What is the number of lines in the data that contain "below"? Respond with nothing else.

● Region pointing data
---
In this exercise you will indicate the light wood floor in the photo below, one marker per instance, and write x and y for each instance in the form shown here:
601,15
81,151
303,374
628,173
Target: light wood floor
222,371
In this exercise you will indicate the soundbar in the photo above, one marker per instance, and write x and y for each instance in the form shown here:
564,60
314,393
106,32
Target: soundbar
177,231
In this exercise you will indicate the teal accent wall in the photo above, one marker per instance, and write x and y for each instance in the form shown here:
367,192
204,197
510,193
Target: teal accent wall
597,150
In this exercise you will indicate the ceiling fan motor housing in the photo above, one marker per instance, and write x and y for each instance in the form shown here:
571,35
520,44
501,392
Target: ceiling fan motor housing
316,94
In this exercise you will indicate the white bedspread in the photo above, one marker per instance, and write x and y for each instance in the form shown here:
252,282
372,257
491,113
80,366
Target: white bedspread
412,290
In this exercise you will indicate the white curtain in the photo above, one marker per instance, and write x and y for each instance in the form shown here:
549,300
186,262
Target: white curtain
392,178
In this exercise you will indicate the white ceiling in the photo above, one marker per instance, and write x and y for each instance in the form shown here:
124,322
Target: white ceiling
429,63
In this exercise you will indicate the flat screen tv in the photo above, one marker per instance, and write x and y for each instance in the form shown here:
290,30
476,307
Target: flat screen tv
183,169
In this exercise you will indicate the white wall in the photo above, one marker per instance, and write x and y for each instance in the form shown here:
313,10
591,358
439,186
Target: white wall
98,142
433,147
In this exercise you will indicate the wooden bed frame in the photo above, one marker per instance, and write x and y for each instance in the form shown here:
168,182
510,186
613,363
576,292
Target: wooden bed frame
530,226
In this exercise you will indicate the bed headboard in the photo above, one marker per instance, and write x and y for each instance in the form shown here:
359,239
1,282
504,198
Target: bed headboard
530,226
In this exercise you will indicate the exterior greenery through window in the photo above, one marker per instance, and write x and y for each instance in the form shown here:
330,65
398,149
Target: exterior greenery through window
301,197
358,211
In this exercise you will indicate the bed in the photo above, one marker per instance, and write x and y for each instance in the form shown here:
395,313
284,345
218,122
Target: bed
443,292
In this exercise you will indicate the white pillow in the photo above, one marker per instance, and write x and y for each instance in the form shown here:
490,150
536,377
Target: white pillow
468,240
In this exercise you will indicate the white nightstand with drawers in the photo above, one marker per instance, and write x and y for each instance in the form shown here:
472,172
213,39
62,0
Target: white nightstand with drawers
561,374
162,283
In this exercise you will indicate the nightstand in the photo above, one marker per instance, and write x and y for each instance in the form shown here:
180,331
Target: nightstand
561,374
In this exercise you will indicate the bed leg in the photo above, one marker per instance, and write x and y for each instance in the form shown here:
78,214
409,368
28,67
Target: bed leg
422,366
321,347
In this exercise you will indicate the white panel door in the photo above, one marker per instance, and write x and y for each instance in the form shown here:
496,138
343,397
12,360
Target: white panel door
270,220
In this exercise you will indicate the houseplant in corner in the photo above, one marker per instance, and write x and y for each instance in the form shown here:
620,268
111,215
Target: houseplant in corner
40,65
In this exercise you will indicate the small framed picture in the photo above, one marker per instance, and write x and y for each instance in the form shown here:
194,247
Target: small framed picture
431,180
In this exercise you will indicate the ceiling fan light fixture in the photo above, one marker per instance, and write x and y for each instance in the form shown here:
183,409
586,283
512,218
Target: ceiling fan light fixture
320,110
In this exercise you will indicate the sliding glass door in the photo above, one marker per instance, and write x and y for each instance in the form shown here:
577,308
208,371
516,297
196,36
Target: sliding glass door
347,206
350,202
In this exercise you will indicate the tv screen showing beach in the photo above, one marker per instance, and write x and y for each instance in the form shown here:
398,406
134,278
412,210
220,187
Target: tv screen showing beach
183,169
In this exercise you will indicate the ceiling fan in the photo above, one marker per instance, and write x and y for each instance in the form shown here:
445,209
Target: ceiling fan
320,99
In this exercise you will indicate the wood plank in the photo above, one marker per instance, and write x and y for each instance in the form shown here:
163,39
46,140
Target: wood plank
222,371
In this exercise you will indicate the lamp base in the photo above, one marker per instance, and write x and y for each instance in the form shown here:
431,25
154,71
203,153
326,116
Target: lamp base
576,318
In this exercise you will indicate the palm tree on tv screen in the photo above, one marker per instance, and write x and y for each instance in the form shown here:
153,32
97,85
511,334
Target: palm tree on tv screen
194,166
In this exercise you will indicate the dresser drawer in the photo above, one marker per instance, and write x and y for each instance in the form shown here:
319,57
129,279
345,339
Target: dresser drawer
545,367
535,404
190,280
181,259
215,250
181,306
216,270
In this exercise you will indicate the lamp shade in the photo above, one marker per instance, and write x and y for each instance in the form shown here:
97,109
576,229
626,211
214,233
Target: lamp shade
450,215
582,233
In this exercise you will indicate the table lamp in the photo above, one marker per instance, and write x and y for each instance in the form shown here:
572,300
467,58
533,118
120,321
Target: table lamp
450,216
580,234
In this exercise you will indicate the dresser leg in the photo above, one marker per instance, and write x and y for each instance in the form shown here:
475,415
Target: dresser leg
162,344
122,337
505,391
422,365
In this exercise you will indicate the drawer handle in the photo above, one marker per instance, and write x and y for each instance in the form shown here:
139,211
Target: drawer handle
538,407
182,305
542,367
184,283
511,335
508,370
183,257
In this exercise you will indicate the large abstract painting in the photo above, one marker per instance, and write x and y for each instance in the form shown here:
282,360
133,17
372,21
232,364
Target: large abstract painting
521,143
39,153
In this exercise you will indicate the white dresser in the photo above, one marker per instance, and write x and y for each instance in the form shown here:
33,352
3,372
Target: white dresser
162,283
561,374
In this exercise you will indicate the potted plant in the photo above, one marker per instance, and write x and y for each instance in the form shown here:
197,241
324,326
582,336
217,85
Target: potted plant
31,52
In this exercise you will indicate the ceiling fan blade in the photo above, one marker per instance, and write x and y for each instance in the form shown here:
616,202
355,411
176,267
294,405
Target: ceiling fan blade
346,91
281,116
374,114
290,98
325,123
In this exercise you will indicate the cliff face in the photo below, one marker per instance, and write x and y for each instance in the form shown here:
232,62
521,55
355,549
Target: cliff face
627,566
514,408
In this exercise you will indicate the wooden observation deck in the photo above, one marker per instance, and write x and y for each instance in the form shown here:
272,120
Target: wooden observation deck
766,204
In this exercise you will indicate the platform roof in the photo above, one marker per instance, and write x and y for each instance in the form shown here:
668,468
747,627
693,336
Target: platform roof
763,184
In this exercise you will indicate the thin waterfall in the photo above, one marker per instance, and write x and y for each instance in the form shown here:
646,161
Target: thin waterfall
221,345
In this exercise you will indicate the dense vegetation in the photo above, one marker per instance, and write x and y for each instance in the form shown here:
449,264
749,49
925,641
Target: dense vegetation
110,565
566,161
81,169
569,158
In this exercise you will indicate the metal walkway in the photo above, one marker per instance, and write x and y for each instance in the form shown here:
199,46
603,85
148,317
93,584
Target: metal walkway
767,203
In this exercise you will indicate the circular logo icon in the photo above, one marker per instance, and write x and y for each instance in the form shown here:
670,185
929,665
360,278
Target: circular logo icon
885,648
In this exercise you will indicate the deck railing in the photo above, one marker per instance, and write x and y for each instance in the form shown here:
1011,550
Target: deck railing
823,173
---
● ANSWER SPACE
2